EXERCISE DESCRIPTION :: In the walking-route passage, what does the name Cnicht mean in Welsh?

SOURCE PASSAGE ::
┌──

Our route starts by heading up the Watkin Path from Nant Gwynant. Your uphill efforts are soon rewarded with stunning views down the valley and as you climb you’ll pass tumbling waterfalls on your right. On a clear day, you’ll be able to enjoy the falls against the impressive backdrop of Snowdon. You’ll reach a path junction, where you want to take the left path, climbing steeply up to Bwlch Cwm Llan. Take the path on the right to continue the ascent atop Clogwyn Du before reaching Bwlch Main, which takes you to the summit. To descent, retrace your steps slightly and take the Watkin Path down to Bwlch Ciliau, before heading right and winding your way back down to reach the famous Gladstone Rock. Just beyond this you’ll join your original path and retrace your steps back down to Nant Gwynant.
2. Cnicht from Croesor
Small in stature but offering spectacular summit views, Cnicht has been dubbed the ‘Welsh Matterhorn’.
- Distance: 11.2km (7.0 miles)
- Ascent: 560m (1,837ft)
- Start/finish: Croesor
As you approach Cnicht (‘the knight’ in Welsh), it’s easy to see how it acquired the nickname of the Welsh Matterhorn. Seen from certain angles, it shares the same classic ‘jagged tooth’ shape of the Alpine giant, a silhouette that renders it instantly attractive to aspiring summiteers. But if you manage to climb this petite peak on a clear day, the views from the top are nothing short of spectacular. The 360-degree panorama stretches as far as Snowdon and Cadair Idris, and out over the beautiful Dwyryd Estuary.

└──

EXCERPTED RECORDS ::
┌──

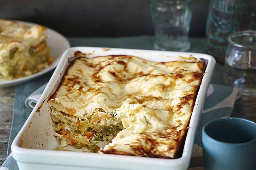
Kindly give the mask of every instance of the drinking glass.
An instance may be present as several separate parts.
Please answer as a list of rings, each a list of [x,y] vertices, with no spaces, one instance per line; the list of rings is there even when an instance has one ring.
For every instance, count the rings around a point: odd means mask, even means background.
[[[190,47],[191,0],[150,0],[156,50],[185,51]]]
[[[256,95],[256,32],[237,32],[228,37],[225,81],[244,95]]]

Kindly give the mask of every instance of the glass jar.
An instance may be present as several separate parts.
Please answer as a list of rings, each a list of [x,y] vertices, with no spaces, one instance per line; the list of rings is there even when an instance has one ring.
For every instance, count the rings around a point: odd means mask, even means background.
[[[225,57],[226,83],[246,95],[256,95],[256,32],[244,31],[228,38]]]
[[[223,63],[228,35],[248,29],[256,30],[256,0],[211,0],[206,29],[207,52]]]

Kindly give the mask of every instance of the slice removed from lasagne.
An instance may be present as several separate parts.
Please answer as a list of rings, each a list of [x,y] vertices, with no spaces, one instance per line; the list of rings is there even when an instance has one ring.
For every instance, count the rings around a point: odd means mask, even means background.
[[[47,46],[46,29],[0,19],[0,79],[30,75],[53,61]]]
[[[58,150],[178,157],[206,63],[80,52],[48,101]],[[100,149],[97,141],[109,141]],[[61,149],[62,148],[62,149]]]

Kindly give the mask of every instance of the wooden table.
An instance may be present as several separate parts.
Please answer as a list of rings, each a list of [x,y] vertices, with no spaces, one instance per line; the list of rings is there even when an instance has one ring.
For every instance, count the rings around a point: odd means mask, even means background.
[[[70,38],[71,46],[86,46],[151,49],[154,42],[151,36],[113,38]],[[191,52],[203,52],[204,39],[191,39]],[[224,85],[223,65],[217,63],[212,79],[213,83]],[[12,119],[15,86],[0,87],[0,166],[6,157],[9,136]],[[242,96],[243,112],[246,118],[256,122],[256,96]],[[24,101],[22,101],[24,102]]]

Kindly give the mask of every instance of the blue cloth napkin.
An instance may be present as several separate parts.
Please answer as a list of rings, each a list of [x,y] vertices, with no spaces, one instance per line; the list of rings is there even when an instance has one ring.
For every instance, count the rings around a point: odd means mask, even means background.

└──

FINISHED TASK :: "The knight"